Abortion laws must change


By: Naomi Cantley

The recent prosecution of a young woman who terminated her own pregnancy has brought to light another side of the abortion debate in Northern Ireland. The World Health Organisation estimate that 68,000 women die every year due to complications of unsafe abortions around the world. Although the majority of these cases are in the developing world, the current legal status of abortion domestically makes it all the more likely that our women will add to these statistics.

Like it or not, women will conceive when they don’t want a child and, consequently, seek abortion. If a safe abortion is not available, they will take matters into their own hands. Holding onto the idea that women simply will not seek abortions is destructive as it is so far from reality. Unsafe abortions remain a clandestine affair, so accurate statistics are hard to come by. In countries where abortion has been legalised, they have only become safer, but the conditions for women seeking abortion in Northern Ireland, due in part to the increasing availability of abortion drugs ordered from the internet, has only become more precarious.

In Northern Ireland, abortions are legal in the case that the pregnancy endangers the life of the woman. Unwanted pregnancy did endanger the life of the woman prosecuted for aborting her own foetus. Abortion drugs sold online are often not what appear to be and can cause death to the mother. If a woman does try to terminate her own pregnancy and there are complications, it is incredibly unlikely that she will seek medical help for fear of prosecution. Instead her fate is left to online drug distributors.

### What to produce
Continue the article on Northern Ireland's abortion laws from its last sentence. The records that come next are separate material and have no connection to the article.

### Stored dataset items
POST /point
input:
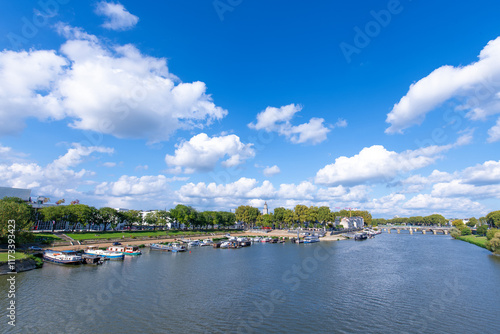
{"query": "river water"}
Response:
(395, 283)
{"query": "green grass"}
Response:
(137, 234)
(475, 240)
(4, 256)
(46, 236)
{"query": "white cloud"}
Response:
(56, 178)
(430, 202)
(304, 190)
(278, 120)
(118, 17)
(271, 171)
(341, 123)
(494, 132)
(141, 167)
(27, 77)
(487, 173)
(133, 186)
(480, 182)
(477, 85)
(201, 153)
(113, 90)
(376, 164)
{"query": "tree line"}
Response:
(25, 217)
(299, 216)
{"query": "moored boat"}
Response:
(107, 254)
(361, 236)
(176, 247)
(311, 239)
(125, 250)
(62, 257)
(206, 242)
(92, 259)
(160, 247)
(194, 243)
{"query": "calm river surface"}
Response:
(390, 284)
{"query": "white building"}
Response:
(352, 222)
(266, 209)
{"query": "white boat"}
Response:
(176, 247)
(107, 254)
(125, 250)
(62, 257)
(206, 242)
(311, 239)
(160, 247)
(194, 243)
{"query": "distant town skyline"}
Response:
(361, 105)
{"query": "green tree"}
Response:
(247, 214)
(493, 218)
(131, 217)
(53, 214)
(323, 215)
(14, 209)
(464, 230)
(458, 223)
(481, 230)
(302, 213)
(77, 214)
(108, 216)
(290, 218)
(279, 216)
(472, 222)
(455, 232)
(435, 219)
(493, 243)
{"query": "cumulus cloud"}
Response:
(118, 17)
(271, 171)
(430, 202)
(111, 89)
(377, 164)
(201, 153)
(494, 132)
(56, 178)
(476, 85)
(278, 120)
(133, 185)
(479, 182)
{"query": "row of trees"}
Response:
(16, 217)
(416, 220)
(181, 214)
(301, 215)
(492, 219)
(25, 216)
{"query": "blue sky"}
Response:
(387, 106)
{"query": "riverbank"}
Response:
(273, 233)
(473, 239)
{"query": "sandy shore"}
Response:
(284, 233)
(274, 233)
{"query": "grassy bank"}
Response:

### Written response
Terminating a pregnancy is never ideal and the fear that legalising the practice will increase rates of abortion is rational, but this doesn’t appear to be the pattern. Approximately 12 out of every 1000 women in western countries where abortion is legal have abortions, while 32 out of every 1000 women in Latin America where the practice is illegal will have an abortion.

Legalising abortion is unlikely to increase the rate of abortions. Whether women travel to England, or attempt to abort their pregnancy themselves, abortion being illegal does not stop the practice among Northern Irish women. Even those who have personal moral qualms with abortion cannot deny that the law is ineffective in preventing it. The reality is that abortion is happening and will continue to happen, regardless of the law. Politicians in Northern Ireland are pursuing the fantasy of an abortion-free society, but it will never come to fruition. No one can stop foetuses being aborted, but there is no need to endanger the lives of women in the process.